----- Dataset extract

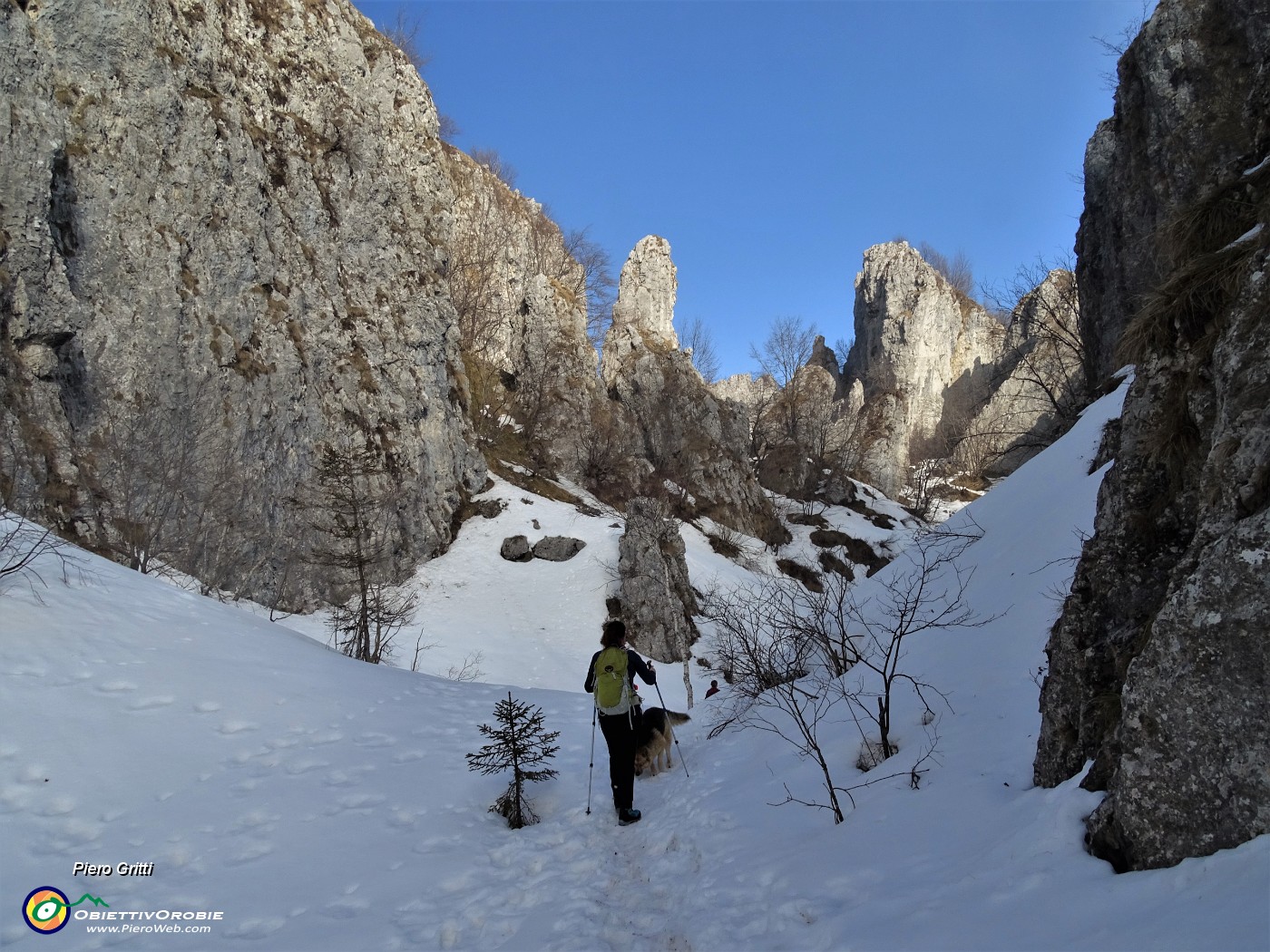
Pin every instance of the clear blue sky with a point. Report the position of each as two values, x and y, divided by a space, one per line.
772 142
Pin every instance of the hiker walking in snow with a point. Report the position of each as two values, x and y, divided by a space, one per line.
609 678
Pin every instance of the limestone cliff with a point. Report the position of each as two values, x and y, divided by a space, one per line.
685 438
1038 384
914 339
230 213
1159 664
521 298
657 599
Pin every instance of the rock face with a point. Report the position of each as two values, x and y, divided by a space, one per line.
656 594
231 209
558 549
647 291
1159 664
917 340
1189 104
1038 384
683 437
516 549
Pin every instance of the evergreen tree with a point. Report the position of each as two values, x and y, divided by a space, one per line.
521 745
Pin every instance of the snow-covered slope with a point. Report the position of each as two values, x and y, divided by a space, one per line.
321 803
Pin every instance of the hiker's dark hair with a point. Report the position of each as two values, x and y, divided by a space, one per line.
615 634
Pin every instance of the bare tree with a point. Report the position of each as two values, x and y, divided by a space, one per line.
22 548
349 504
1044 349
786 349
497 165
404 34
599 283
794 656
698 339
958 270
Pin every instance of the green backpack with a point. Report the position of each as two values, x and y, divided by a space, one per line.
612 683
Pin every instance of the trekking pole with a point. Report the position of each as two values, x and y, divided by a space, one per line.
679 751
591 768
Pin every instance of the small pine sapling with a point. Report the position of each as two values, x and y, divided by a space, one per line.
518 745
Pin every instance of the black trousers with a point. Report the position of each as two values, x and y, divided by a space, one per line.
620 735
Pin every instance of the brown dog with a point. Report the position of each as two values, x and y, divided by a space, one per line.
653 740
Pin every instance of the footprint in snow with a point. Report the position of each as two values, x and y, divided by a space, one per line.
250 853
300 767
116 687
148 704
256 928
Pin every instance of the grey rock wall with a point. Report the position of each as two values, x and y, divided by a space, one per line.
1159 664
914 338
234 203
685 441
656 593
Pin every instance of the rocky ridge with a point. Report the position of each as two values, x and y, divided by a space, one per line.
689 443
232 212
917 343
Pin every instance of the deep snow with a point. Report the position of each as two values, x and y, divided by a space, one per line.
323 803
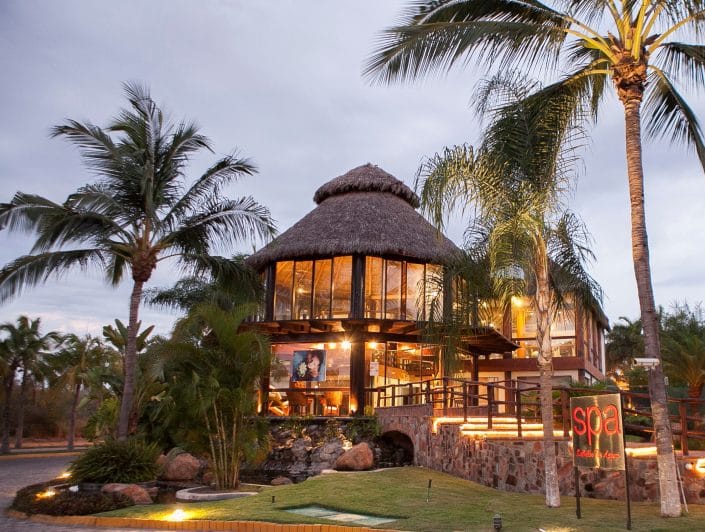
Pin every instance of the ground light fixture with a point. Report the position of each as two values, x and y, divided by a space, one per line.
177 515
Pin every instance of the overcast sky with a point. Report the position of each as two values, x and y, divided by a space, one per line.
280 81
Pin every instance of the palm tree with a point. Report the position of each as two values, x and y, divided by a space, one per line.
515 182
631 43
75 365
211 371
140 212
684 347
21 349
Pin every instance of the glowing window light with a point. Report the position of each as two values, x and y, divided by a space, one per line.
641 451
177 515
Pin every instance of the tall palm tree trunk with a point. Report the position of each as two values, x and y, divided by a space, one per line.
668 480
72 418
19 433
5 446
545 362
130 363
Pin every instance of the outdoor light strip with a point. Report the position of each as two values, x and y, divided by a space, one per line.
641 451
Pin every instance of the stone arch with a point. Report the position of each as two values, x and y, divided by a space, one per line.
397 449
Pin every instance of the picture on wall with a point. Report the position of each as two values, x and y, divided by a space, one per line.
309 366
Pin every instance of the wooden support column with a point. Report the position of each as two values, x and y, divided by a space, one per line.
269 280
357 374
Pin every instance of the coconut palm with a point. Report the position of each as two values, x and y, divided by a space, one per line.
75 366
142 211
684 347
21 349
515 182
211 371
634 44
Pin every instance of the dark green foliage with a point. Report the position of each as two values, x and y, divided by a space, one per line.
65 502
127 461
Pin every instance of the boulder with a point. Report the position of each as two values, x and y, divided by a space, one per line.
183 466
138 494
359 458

----------

** Problem to work on **
Give again only the lines of the material above that run from the one with "Pin every instance of the wooden" through the end, both included, exactly as they appear.

** Problem solution **
Pin every instance of the wooden support column with a point. Report the position of each as two values, x and y, divided by a space, one per line.
269 280
357 374
Pin every instance of the coconut palm with a point. Report the position of each as two values, x and y, divided by a space, one per line.
75 366
142 211
684 347
21 349
515 182
211 371
634 44
Pin every instance of the dark green foliage with a point. Report the position of each as two values, x and y, divided by a space, one per line.
65 502
127 461
Pin every instance of the boulder with a point. Report the position of each as two values, x and y, divided by a space, one per line.
183 466
138 494
359 458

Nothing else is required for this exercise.